Saved entries:
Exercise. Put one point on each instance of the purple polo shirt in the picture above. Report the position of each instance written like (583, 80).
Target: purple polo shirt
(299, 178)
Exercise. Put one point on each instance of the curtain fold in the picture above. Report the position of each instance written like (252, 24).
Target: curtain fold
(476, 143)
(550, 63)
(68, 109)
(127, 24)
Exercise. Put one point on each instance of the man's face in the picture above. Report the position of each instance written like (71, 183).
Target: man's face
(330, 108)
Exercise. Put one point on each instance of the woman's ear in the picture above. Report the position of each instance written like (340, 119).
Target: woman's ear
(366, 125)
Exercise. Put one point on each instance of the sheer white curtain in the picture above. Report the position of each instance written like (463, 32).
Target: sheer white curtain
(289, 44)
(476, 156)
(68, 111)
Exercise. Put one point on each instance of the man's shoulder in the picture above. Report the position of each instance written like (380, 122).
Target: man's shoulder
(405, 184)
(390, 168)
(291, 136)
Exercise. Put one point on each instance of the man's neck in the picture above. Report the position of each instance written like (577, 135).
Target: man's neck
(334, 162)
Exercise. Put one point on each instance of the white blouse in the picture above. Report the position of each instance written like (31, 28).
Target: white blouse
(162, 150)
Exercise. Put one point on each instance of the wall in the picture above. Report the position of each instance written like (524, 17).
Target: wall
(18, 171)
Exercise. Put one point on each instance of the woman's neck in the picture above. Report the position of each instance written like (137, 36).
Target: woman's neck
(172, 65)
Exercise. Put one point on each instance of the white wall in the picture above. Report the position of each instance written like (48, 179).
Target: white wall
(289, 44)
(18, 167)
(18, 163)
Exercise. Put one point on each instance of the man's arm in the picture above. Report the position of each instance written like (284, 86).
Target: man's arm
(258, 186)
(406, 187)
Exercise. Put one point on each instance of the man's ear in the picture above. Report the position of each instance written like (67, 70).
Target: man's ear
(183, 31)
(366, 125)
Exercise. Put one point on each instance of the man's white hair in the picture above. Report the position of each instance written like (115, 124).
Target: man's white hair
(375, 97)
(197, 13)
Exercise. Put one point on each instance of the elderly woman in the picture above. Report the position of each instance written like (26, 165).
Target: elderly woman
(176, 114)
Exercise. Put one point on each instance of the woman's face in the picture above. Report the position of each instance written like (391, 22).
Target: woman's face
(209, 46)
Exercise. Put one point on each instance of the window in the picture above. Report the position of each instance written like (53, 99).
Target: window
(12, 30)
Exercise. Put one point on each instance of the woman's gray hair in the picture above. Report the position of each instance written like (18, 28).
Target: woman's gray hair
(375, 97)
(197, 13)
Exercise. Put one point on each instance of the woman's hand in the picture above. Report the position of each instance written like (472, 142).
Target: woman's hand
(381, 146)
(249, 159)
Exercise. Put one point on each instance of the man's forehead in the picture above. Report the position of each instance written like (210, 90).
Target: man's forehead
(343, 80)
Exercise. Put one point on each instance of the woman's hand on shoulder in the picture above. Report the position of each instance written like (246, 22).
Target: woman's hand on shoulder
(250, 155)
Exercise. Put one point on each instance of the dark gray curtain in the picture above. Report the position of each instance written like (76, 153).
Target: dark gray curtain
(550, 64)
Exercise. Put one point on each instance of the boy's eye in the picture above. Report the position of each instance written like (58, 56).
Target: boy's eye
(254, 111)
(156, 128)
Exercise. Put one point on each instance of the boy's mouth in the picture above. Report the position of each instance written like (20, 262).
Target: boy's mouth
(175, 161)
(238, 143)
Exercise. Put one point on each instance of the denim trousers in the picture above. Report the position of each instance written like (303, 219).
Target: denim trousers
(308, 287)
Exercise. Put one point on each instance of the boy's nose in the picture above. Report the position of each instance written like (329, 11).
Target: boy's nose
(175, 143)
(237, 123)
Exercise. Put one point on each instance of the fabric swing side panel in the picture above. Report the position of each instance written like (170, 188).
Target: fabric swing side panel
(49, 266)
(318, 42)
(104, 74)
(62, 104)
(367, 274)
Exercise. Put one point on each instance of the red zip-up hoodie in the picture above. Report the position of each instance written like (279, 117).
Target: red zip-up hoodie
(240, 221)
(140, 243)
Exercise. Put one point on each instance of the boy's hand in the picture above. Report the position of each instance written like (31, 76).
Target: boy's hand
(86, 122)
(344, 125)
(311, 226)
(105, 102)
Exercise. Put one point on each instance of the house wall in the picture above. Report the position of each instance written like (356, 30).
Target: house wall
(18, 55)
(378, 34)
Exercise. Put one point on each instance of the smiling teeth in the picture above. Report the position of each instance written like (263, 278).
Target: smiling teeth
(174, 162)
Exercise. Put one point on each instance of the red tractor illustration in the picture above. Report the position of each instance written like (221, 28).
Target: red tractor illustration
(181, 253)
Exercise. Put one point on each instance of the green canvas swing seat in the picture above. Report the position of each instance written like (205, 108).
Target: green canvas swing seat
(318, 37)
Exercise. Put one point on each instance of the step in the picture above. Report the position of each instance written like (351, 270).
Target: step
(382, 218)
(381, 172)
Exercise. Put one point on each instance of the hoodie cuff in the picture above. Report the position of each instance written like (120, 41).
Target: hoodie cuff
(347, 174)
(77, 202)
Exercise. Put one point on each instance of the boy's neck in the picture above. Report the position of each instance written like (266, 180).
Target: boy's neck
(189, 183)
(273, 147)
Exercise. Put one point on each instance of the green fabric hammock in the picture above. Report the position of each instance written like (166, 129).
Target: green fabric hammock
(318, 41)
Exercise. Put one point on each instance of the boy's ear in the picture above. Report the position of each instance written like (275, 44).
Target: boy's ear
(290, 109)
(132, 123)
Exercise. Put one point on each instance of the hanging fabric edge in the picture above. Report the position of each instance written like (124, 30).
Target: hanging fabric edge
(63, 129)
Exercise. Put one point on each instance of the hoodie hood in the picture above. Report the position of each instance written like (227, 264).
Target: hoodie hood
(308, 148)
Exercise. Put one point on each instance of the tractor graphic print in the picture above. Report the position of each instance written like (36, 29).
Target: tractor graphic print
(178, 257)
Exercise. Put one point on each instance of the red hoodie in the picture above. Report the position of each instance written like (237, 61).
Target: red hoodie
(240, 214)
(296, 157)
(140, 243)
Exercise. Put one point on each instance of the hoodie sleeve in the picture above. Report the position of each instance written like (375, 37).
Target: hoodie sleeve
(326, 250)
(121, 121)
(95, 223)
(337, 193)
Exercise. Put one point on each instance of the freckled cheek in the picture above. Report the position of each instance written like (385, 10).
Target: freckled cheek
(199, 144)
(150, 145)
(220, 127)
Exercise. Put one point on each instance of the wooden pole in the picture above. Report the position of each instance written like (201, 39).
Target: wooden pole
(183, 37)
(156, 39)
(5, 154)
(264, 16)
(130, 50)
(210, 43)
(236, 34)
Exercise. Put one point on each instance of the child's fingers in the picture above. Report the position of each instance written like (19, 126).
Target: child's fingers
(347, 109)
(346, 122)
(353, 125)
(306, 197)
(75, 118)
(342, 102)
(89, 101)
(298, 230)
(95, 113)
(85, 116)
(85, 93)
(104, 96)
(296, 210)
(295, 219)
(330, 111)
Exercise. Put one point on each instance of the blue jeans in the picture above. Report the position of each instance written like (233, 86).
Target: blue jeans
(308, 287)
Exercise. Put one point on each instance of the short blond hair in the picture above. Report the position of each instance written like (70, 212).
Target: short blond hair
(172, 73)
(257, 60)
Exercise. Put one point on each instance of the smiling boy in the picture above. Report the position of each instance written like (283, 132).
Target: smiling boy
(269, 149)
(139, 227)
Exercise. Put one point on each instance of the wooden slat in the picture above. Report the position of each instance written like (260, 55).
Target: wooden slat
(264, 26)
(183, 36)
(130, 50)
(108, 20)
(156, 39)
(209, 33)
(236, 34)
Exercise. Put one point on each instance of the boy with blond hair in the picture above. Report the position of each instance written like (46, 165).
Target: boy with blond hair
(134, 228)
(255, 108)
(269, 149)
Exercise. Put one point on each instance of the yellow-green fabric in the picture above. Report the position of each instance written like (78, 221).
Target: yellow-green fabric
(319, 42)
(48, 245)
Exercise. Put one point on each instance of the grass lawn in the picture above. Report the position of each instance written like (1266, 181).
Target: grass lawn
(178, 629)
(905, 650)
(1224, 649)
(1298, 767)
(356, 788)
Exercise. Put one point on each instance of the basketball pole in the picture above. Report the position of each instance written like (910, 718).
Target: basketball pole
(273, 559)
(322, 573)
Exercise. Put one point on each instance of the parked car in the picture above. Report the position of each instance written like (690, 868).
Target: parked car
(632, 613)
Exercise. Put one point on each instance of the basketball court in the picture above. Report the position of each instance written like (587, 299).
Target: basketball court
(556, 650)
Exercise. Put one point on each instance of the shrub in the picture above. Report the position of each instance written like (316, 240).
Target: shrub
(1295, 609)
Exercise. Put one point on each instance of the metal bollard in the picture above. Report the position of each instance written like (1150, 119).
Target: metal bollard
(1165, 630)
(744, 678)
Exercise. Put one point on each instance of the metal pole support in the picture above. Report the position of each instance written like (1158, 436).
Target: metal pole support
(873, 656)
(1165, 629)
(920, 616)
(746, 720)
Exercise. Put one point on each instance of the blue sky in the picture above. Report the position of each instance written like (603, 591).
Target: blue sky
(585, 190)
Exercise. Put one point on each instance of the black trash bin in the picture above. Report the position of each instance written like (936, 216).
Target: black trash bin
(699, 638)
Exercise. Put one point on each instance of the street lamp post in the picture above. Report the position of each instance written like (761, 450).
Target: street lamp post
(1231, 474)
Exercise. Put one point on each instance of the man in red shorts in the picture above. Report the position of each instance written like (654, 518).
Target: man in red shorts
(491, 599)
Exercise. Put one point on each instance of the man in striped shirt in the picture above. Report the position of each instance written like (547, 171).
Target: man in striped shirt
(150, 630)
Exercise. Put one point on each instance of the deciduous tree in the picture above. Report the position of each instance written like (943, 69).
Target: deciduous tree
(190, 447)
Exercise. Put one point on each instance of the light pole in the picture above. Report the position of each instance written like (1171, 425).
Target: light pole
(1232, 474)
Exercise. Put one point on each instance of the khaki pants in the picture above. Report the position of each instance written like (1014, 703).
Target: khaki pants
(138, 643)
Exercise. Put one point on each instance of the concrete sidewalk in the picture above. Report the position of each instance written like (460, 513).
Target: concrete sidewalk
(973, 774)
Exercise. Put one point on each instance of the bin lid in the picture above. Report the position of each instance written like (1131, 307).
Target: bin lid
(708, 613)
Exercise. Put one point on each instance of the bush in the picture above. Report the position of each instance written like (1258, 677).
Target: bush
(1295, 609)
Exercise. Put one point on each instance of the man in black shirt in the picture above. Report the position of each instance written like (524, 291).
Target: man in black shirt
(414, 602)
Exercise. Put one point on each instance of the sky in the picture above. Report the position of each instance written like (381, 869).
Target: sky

ABOUT THIS TASK:
Look above for the line holding "Exercise. Put one point on each instance of the man's shoulder". Print it and every line after it, exactly, through the line holding "Exercise. Put one point on each instance of the man's neck".

SOLUTION FOR THIS PROBLEM:
Exercise. Put one point on each instance of the man's shoulder in the picture above. Report the position of each instance written like (380, 122).
Target: man's shoulder
(405, 184)
(390, 168)
(291, 136)
Exercise. Put one point on each instance of the man's neck in the picture above. Report the position of each instance written like (577, 135).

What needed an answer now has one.